[Start of section]

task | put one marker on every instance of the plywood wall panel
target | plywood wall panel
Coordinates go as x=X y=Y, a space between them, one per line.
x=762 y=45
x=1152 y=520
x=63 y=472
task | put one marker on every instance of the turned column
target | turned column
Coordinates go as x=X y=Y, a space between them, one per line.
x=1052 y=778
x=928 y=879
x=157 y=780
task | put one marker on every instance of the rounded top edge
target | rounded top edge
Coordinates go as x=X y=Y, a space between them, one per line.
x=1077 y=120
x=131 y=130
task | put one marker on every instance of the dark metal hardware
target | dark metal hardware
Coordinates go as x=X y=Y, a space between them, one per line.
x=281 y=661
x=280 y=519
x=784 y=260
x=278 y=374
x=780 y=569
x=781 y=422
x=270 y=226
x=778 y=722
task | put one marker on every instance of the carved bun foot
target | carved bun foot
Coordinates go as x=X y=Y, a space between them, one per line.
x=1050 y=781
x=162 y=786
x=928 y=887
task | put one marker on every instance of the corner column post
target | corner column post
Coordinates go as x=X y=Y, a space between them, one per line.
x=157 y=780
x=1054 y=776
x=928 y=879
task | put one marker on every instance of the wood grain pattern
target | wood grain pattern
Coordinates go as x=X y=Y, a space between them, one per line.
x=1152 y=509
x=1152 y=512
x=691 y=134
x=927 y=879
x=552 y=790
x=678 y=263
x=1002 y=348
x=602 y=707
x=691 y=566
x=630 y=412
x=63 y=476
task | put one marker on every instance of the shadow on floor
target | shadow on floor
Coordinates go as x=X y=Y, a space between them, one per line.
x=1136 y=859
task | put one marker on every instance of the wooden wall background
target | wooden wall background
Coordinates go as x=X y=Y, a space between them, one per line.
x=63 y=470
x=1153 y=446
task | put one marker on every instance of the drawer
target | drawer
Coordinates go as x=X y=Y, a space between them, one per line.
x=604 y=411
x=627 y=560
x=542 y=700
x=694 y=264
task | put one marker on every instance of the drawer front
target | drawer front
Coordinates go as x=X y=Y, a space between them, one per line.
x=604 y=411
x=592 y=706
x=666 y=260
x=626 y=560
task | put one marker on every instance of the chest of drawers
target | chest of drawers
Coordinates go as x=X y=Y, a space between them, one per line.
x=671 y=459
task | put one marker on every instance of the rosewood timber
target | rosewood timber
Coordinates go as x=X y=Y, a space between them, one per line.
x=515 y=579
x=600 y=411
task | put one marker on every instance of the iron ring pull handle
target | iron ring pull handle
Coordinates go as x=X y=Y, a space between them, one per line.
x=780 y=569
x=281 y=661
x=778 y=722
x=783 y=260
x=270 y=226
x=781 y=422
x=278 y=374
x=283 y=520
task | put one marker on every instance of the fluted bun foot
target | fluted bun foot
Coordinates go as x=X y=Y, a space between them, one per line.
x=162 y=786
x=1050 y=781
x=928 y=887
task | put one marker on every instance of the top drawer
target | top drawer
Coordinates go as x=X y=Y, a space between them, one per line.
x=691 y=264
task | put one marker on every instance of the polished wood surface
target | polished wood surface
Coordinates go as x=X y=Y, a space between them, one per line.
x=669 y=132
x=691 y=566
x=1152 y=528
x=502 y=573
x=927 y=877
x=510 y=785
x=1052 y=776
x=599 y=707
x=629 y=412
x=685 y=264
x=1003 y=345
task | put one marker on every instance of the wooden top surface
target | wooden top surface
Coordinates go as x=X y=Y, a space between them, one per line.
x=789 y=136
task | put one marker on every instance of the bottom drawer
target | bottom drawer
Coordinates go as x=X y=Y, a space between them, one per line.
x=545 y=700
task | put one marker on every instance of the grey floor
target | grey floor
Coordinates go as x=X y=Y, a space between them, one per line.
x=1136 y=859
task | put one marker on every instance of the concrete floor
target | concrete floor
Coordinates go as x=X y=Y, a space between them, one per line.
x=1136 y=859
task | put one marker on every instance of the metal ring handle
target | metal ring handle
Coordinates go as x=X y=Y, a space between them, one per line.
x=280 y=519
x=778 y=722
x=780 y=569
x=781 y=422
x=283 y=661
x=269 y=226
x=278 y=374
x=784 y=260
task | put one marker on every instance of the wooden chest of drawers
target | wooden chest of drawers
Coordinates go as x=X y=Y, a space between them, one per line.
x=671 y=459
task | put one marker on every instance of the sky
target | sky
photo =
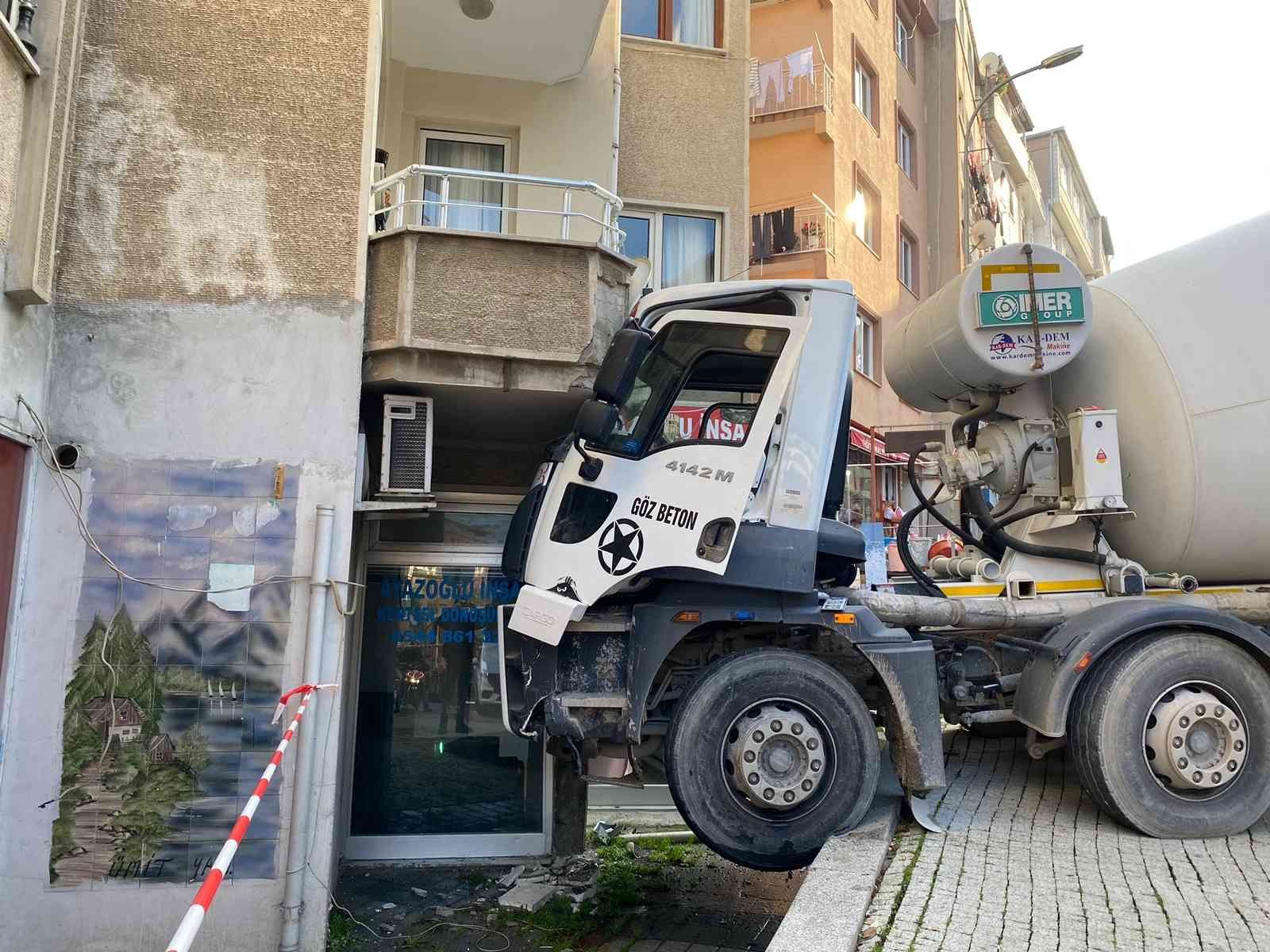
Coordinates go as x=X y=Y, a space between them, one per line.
x=1166 y=108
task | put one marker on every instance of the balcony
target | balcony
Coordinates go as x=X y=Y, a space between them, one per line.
x=492 y=279
x=791 y=240
x=537 y=41
x=784 y=99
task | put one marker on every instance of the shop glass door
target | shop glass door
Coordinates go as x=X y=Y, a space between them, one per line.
x=435 y=772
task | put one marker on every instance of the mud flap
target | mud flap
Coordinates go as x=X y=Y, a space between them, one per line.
x=907 y=668
x=924 y=812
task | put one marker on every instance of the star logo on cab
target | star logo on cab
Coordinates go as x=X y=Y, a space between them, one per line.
x=622 y=545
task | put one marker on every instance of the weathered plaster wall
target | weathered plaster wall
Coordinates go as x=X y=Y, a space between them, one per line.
x=685 y=129
x=209 y=315
x=12 y=107
x=216 y=152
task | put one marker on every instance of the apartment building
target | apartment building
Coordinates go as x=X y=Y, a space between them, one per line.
x=1071 y=221
x=229 y=235
x=838 y=183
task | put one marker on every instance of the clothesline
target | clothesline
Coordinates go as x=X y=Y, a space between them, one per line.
x=780 y=74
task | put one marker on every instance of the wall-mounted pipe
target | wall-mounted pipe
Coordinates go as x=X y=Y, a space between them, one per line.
x=304 y=795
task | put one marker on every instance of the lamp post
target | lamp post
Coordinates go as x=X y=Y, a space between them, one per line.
x=1049 y=63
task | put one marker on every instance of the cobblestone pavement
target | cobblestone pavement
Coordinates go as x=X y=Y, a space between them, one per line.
x=1030 y=863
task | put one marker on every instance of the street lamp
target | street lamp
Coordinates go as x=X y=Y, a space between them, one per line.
x=1049 y=63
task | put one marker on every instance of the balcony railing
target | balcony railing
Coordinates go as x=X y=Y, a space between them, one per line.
x=808 y=225
x=775 y=90
x=440 y=197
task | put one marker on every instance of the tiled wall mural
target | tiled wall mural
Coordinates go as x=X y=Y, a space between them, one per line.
x=168 y=704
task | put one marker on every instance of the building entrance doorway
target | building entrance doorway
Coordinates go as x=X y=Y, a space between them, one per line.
x=435 y=772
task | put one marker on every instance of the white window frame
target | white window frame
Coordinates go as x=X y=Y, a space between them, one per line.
x=865 y=367
x=903 y=42
x=873 y=211
x=654 y=235
x=907 y=259
x=863 y=88
x=455 y=136
x=903 y=156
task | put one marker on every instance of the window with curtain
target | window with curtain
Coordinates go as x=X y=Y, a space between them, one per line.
x=474 y=205
x=687 y=249
x=905 y=145
x=864 y=90
x=867 y=343
x=683 y=248
x=696 y=22
x=907 y=259
x=864 y=213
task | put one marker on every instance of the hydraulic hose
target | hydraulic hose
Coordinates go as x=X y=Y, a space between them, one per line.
x=925 y=582
x=924 y=503
x=1022 y=514
x=973 y=416
x=973 y=501
x=1013 y=501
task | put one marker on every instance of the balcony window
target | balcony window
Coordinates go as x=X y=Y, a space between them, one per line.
x=694 y=22
x=905 y=144
x=903 y=41
x=683 y=248
x=907 y=258
x=864 y=213
x=867 y=343
x=471 y=205
x=864 y=90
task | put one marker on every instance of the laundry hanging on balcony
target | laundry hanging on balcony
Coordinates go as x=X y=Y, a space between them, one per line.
x=770 y=74
x=761 y=238
x=800 y=65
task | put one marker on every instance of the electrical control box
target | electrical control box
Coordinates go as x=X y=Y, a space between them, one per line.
x=1096 y=479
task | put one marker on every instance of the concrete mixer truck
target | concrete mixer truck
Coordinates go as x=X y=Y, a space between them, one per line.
x=689 y=593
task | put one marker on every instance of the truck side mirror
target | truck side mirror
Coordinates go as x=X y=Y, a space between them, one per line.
x=622 y=363
x=596 y=420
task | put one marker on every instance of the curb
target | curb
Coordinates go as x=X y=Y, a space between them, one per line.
x=829 y=908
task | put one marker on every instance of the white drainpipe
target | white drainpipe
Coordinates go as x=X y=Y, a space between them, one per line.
x=302 y=800
x=618 y=95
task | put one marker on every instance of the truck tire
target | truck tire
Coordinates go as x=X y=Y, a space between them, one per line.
x=1172 y=735
x=770 y=753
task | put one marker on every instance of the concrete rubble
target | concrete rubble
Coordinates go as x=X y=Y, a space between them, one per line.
x=533 y=886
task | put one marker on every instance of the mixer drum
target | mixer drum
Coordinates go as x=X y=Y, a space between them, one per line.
x=1180 y=347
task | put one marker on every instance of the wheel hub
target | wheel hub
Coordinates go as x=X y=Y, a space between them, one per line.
x=776 y=754
x=1194 y=740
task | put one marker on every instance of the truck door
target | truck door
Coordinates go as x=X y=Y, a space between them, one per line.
x=691 y=442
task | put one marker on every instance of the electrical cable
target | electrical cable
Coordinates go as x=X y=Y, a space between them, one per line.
x=973 y=416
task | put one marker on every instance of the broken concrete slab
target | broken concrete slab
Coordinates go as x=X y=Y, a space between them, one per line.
x=831 y=904
x=530 y=896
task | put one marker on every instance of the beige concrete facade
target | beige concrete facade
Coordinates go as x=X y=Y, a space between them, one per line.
x=685 y=143
x=829 y=152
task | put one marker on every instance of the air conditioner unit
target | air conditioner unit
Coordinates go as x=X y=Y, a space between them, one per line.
x=406 y=469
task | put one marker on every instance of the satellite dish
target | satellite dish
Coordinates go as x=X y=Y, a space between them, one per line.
x=983 y=235
x=643 y=268
x=991 y=65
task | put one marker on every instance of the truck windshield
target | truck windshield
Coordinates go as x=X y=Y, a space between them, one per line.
x=692 y=359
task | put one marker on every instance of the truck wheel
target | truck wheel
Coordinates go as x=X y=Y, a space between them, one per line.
x=1172 y=735
x=772 y=753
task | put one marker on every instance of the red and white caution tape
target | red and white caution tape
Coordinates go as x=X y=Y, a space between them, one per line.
x=190 y=926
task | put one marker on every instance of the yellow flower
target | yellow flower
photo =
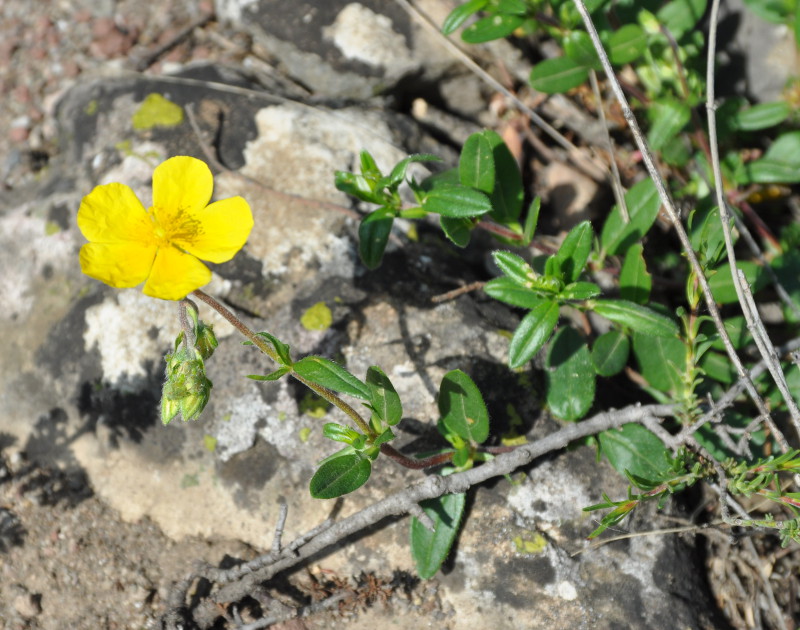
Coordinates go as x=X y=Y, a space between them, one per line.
x=160 y=246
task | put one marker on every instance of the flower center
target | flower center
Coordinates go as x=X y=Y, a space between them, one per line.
x=174 y=228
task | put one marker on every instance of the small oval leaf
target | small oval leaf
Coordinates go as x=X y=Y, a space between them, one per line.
x=532 y=333
x=634 y=281
x=340 y=476
x=462 y=409
x=627 y=44
x=610 y=353
x=555 y=76
x=636 y=317
x=384 y=400
x=329 y=374
x=491 y=27
x=636 y=450
x=456 y=201
x=373 y=234
x=430 y=548
x=570 y=376
x=476 y=163
x=508 y=291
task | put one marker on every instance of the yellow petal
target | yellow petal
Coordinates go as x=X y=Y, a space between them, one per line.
x=182 y=185
x=120 y=265
x=175 y=275
x=224 y=228
x=112 y=214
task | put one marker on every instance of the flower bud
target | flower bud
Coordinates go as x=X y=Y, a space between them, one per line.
x=186 y=389
x=206 y=340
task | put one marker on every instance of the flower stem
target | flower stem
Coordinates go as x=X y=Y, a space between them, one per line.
x=262 y=345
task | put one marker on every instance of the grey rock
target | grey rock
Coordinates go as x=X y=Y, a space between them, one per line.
x=93 y=384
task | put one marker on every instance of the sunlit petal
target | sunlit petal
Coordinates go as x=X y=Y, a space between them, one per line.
x=181 y=186
x=120 y=265
x=225 y=226
x=175 y=275
x=112 y=214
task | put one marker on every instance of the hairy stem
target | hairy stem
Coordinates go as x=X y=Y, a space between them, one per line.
x=262 y=345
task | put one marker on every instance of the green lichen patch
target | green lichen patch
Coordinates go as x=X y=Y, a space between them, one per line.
x=157 y=111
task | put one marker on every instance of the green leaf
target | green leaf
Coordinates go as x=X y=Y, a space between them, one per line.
x=359 y=186
x=430 y=548
x=281 y=349
x=513 y=7
x=369 y=168
x=384 y=399
x=574 y=251
x=340 y=476
x=636 y=317
x=661 y=360
x=580 y=291
x=457 y=229
x=508 y=291
x=532 y=333
x=706 y=234
x=761 y=116
x=558 y=75
x=272 y=376
x=636 y=450
x=461 y=14
x=722 y=286
x=627 y=44
x=492 y=27
x=780 y=164
x=514 y=267
x=578 y=47
x=634 y=281
x=462 y=409
x=570 y=376
x=610 y=353
x=667 y=119
x=325 y=372
x=775 y=11
x=718 y=367
x=398 y=173
x=508 y=191
x=681 y=16
x=373 y=234
x=456 y=201
x=643 y=203
x=531 y=221
x=476 y=163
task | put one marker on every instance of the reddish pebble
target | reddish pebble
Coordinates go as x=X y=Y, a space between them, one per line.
x=102 y=27
x=70 y=68
x=21 y=94
x=18 y=134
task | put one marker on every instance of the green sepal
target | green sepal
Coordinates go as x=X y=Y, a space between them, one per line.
x=431 y=548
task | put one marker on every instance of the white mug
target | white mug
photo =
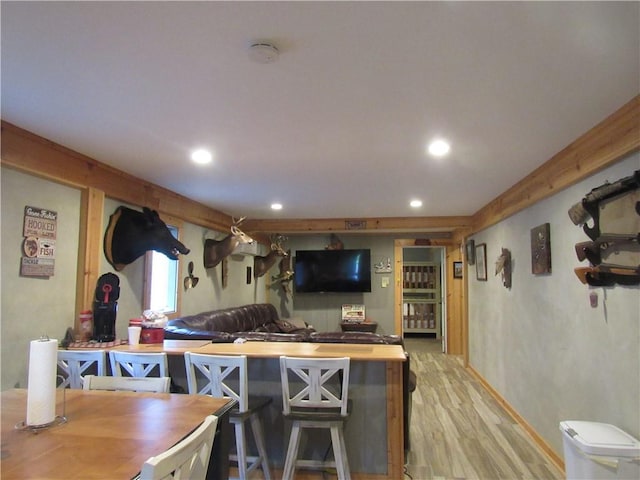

[End of section]

Reproduce only the lines above spanning from the line containing "target | shop glass door" through the line containing "target | weathered plaster wall", word for word.

REPLY TO THE EXERCISE:
target | shop glass door
Coordinates go as x=X y=Y, a space between them, one per line.
x=435 y=772
task | put one marker on every instance of the mud flap
target | mud flap
Coordinates go as x=X y=Y, a space between them, one per line.
x=907 y=668
x=924 y=812
task | put one marker on every instance of the star logo on cab
target | star logo on cab
Coordinates go as x=X y=Y, a space between them, one per line.
x=622 y=545
task | put one marker on every instance of the weathered plaster wall
target | weathered plaster wall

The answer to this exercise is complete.